*SUPPLIED TEXT*
FORM S-8

As filed with the Securities and Exchange Commission on August 1, 2003

Registration No. 333-                    


 

SECURITIES AND EXCHANGE COMMISSION

Washington, D.C. 20549

 


 

FORM S-8

REGISTRATION STATEMENT

UNDER

THE SECURITIES ACT OF 1933

 


 

KRONOS INCORPORATED

(Exact Name of Registrant as Specified in Its Charter)

 


 

Massachusetts   04-2640942

(State or Other Jurisdiction of

Incorporation or Organization)

 

(I.R.S. Employer

Identification No.)

 

297 Billerica Road, Chelmsford, MA   01824
(Address of Principal Executive Offices)   (Zip Code)

 


 

Kronos Incorporated

2003 Employee Stock Purchase Plan

(Full Title of the Plan)

 


 

Paul A. Lacy

Kronos Incorporated

297 Billerica Road

Chelmsford, Massachusetts 01824

(Name and Address of Agent For Service)

 

(978) 250-9800

(Telephone Number, Including Area Code, of Agent For Service)

 


 

CALCULATION OF REGISTRATION FEE

 


Title of Securities to

be Registered

   Amount to be
Registered (1)
   Proposed
Maximum
Offering Price
Per Share
    Proposed
Maximum
Aggregate
Offering Price
    Amount of
Registration Fee

Common Stock, $0.01 par value per share (including associated Preferred Stock Purchase Rights)

*ENTRIES SUPPLIED*
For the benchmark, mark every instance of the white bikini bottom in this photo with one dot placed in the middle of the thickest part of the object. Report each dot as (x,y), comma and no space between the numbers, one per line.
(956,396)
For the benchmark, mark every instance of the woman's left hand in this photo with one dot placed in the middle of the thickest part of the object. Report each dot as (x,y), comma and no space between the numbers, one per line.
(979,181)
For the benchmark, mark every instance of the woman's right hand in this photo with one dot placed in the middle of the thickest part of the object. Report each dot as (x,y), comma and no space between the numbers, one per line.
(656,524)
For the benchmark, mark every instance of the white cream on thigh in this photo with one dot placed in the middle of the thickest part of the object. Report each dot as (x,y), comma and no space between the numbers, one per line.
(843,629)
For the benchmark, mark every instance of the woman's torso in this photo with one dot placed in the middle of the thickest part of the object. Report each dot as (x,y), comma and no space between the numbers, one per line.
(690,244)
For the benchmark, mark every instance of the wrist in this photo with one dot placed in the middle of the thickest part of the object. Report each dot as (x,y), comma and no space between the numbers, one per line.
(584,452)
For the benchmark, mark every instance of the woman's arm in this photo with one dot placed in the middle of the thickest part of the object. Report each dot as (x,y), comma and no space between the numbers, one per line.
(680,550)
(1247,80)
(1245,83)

*EXERCISE REQUIREMENTS*
[1] In the listing, starting at the line containing "For the benchmark, mark every instance of the woman's arm" and ending at the last line of the listing, could you rename "thickest" to "widest" and give those lines back with nothing else altered?
[2] Can you carry the Kronos Incorporated Form S-8 registration statement further from the point where it stops?

*PER-TASK OUTPUTS*
[1]
For the benchmark, mark every instance of the woman's arm in this photo with one dot placed in the middle of the widest part of the object. Report each dot as (x,y), comma and no space between the numbers, one per line.
(680,550)
(1247,80)
(1245,83)

[2]
   750,000 shares    $ 51.61 (2)   $ 38,707,500 (2)   $ 3,131.44

(1)   In accordance with Rule 416 under the Securities Act of 1933, as amended, this registration statement shall be deemed to cover additional securities that may from time to time be offered or issued to prevent dilution resulting from stock splits, stock dividends or similar transactions.
(2)   Estimated solely for the purpose of calculating the registration fee pursuant to Rules 457(c) and 457(h) of the Securities Act of 1933, as amended, and based upon the average of the high and low prices of the Registrant’s common stock as reported on The NASDAQ National Market on July 25, 2003.

 



PART I

INFORMATION REQUIRED IN THE SECTION 10(a) PROSPECTUS

 

Item 1.   Plan Information.

 

The information required by Item 1 is included in documents sent or given to participants in the plan covered by this registration statement pursuant to Rule 428(b)(1) of the Securities Act of 1933, as amended (the “Securities Act”).

 

Item 2.   Registrant Information and Employee Plan Annual Information.

 

The written statement required by Item 2 is included in documents sent or given to participants in the plan covered by this registration statement pursuant to Rule 428(b)(1) of the Securities Act.

 

PART II

INFORMATION REQUIRED IN THE REGISTRATION STATEMENT

 

Item 3.   Incorporation of Documents by Reference.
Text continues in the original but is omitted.